[Extrait de texte]
++++++++++
Des poumons au cerveau, et jusqu'au sang, on a retrouvé des microplastiques dans presque toutes les parties du corps humain. Et si les scientifiques n'ont pas de certitudes jusqu'ici sur leurs impacts sur la santé, plusieurs alertent sur des risques, connus ou émergents.
Expositions à foison
Dans les eaux, les airs, les sols, mais aussi dans des aliments, des emballages, des textiles, des pneus ou des cosmétiques, des microparticules de plastiques (moins de 5 millimètres) se retrouvent partout. Chaque jour, les humains en ingèrent, en inhalent ou sont en contact avec ces particules par leur peau.
Dernier exemple: les chewing-gums relâchent des centaines de microplastiques dans la bouche, selon une récente étude, présentée devant l'American Chemical Society mais pas encore diffusée dans une publication avec revue par les pairs.
Dans les poumons, le cœur, le foie, les reins, le cerveau ou encore le sang: des scientifiques ont trouvé des microplastiques dans quasiment tout le corps.
"Nous sommes ici parce que des microplastiques ont été trouvés dans le placenta de femmes en bonne santé", a lancé fin novembre le délégué du Panama lors des négociations en Corée du Sud pour un traité mondial contre la pollution plastique. "Nous sommes littéralement en train d'élever une génération qui commence sa vie polluée avant même sa première respiration", s'est exclamé Juan Carlos Monterrey Gomez.
Et, selon une coalition de scientifiques pour un traité efficace sur les plastiques, "les disparités physiologiques, socio-démographiques et géographiques conduisent certaines populations à être plus exposées à la pollution plastique et/ou à des risques accrus d'impacts sur la santé".
Equations à plusieurs inconnues
La présence de microplastiques, voire de nanoplastiques (1.000 fois plus petits), dans l'organisme a été associée à des effets sur la santé dans de multiples études.
Parmi les dernières remarquées, une étude au printemps 2024 dans le New England Journal of Medicine a montré une association entre l'accumulation de ces particules dans les vaisseaux sanguins et un risque accru de crise cardiaque, d'AVC, voire de décès, chez certaines personnes atteintes d'une maladie touchant les artères.
Sur plus de 16.000 substances chimiques utilisées ou retrouvées dans des plastiques commercialisés, plus d'un quart présentent des risques connus pour la santé, selon la coalition de scientifiques internationaux. Cela inclut "l'infertilité, l'obésité et des pathologies non transmissibles telles que le diabète, les maladies cardiovasculaires, et de nombreux cancers".
++++++++++
[Tâche à réaliser 1]
Traduisez en anglais la phrase suivante, tirée du texte sur les microplastiques dans le corps humain : « Dans les poumons, le cœur, le foie, les reins, le cerveau ou encore le sang: des scientifiques ont trouvé des microplastiques dans quasiment tout le corps. »
[Tâche à réaliser 2]
Recopiez à l'identique le passage du texte sur les microplastiques qui commence à « Et, selon une » et se termine à « touchant les artères. ».
[Tâche à réaliser 3]
Rédigez la suite du texte sur les microplastiques et leurs risques pour la santé, à partir de sa dernière phrase.

[Enregistrements du corpus]
++++++++++
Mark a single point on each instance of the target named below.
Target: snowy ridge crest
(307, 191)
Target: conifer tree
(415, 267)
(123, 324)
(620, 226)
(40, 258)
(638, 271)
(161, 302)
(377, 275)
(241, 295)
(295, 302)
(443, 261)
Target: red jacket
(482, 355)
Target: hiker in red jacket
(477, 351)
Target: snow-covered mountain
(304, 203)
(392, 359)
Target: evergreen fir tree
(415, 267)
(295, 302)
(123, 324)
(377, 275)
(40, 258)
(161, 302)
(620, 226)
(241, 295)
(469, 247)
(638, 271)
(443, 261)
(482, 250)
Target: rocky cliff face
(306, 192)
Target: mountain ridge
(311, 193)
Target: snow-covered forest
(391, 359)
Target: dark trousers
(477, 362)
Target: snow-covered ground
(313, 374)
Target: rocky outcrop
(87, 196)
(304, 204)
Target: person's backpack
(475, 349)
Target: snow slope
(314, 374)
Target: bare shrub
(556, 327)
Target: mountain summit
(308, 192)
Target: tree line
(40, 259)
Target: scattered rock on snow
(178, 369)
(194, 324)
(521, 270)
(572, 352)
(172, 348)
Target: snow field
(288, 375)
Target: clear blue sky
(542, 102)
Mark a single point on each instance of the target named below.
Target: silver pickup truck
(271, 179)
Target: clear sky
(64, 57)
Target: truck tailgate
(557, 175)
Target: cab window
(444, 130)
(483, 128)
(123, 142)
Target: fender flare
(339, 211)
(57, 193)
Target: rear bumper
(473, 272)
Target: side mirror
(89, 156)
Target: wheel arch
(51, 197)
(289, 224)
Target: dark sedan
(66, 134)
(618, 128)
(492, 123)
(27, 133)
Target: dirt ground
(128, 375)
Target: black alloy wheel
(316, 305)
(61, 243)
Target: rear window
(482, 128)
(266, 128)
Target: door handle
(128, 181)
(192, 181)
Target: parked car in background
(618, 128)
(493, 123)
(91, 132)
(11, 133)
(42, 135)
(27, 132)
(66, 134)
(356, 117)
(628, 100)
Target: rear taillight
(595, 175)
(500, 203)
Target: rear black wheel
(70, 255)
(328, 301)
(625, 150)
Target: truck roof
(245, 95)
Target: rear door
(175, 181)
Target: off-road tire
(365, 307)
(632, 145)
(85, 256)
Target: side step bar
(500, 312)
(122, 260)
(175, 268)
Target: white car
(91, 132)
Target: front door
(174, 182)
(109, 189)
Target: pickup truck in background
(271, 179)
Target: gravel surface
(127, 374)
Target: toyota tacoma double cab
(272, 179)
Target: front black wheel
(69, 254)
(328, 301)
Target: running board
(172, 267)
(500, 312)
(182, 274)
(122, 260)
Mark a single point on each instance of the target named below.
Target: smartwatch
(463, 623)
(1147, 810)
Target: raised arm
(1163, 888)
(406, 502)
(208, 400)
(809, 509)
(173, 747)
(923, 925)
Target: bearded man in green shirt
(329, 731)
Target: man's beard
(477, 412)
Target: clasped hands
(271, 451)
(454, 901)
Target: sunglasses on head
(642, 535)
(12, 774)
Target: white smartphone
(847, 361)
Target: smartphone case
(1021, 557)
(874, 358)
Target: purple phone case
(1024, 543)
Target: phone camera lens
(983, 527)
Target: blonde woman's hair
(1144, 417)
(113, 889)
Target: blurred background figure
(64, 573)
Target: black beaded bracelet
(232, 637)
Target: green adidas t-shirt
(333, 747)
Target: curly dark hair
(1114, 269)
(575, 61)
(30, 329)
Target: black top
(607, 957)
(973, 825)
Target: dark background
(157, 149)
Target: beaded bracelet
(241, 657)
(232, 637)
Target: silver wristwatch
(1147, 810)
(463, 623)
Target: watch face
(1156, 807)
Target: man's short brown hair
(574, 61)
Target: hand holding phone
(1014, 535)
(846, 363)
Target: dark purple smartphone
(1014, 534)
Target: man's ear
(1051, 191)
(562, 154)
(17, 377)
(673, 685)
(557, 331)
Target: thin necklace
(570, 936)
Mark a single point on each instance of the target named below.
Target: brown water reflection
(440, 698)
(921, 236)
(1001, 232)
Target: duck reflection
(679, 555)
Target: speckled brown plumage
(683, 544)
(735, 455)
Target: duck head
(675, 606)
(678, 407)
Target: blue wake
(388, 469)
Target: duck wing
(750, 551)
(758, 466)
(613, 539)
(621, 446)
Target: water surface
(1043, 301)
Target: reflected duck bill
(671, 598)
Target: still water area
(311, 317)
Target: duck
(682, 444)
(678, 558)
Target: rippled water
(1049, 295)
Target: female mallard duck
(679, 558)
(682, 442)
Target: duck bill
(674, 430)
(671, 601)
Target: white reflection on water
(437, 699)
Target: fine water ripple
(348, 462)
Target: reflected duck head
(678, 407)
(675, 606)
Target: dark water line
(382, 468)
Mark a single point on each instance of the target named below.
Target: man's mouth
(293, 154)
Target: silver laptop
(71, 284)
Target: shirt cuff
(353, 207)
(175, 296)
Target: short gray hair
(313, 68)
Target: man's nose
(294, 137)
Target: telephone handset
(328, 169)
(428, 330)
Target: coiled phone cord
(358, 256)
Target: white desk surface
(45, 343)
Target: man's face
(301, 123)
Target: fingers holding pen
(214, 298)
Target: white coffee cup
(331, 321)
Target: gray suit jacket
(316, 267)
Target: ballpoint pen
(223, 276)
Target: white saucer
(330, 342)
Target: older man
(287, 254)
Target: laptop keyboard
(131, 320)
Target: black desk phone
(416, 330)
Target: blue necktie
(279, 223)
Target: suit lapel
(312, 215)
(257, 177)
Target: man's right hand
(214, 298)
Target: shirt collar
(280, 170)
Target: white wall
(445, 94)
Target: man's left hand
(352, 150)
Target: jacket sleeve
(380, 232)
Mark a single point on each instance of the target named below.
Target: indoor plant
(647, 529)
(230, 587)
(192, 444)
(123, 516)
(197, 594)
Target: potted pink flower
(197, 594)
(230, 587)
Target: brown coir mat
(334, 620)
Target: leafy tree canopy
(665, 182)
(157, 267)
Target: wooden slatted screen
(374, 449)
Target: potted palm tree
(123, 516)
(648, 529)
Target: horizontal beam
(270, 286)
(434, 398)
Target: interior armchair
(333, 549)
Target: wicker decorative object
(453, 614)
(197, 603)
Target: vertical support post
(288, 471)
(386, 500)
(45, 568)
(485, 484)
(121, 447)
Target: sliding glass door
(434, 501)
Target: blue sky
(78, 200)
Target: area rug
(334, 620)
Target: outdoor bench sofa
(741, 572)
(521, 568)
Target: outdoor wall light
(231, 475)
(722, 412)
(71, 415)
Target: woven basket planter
++++++++++
[Réponse à la tâche 1]
In the lungs, the heart, the liver, the kidneys, the brain, and even the blood: scientists have found microplastics in virtually the entire body.

[Réponse à la tâche 2]
Et, selon une coalition de scientifiques pour un traité efficace sur les plastiques, "les disparités physiologiques, socio-démographiques et géographiques conduisent certaines populations à être plus exposées à la pollution plastique et/ou à des risques accrus d'impacts sur la santé".
Equations à plusieurs inconnues
La présence de microplastiques, voire de nanoplastiques (1.000 fois plus petits), dans l'organisme a été associée à des effets sur la santé dans de multiples études.
Parmi les dernières remarquées, une étude au printemps 2024 dans le New England Journal of Medicine a montré une association entre l'accumulation de ces particules dans les vaisseaux sanguins et un risque accru de crise cardiaque, d'AVC, voire de décès, chez certaines personnes atteintes d'une maladie touchant les artères.

[Réponse à la tâche 3]
A ce jour, une relation de cause à effet n'a pas pu être établie avec l'exposition humaine à ces cocktails complexes de polymères et d'additifs chimiques, auxquels peuvent s'ajouter des contaminants comme des bactéries ou encore des virus, par un effet "cheval de Troie".
Le plus souvent, les études préoccupantes, en nombre croissant, ont été faites en laboratoire, parfois sur des cellules humaines ou des modèles animaux.
Certains observateurs y voient une limite. Mais 2.000 études animales passées en revue portent "sur des systèmes biologiques très similaires à ceux de l'homme", et "des données animales sont utilisées depuis des décennies pour identifier les substances cancérigènes ou reprotoxiques", selon le Pr Tracey Woodruff, de l'université de Californie.
Le niveau d'exposition aux microplastiques reste incertain.
Un rapport choc de l'ONG WWF avait ainsi estimé, en 2019, qu'un humain ingère et inhale jusqu'à 5 grammes de plastique par semaine, l'équivalent d'une carte de crédit. Les résultats et la méthodologie ont été contestés, et divers travaux scientifiques ont évoqué ensuite des estimations moindres, ou très variables selon les régions du monde.
Pour l'impact des micro et nanoplastiques sur la santé, beaucoup d'inconnues demeurent: rôle de la forme, de la taille, du type de plastique ou d'additif...
Régulations, précautions
Démarrées au début des années 2000, les recherches sur les microplastiques et la santé doivent continuer, mais les premiers résultats constituent "un signal d'alarme", considèrent plusieurs experts interrogés par l'AFP.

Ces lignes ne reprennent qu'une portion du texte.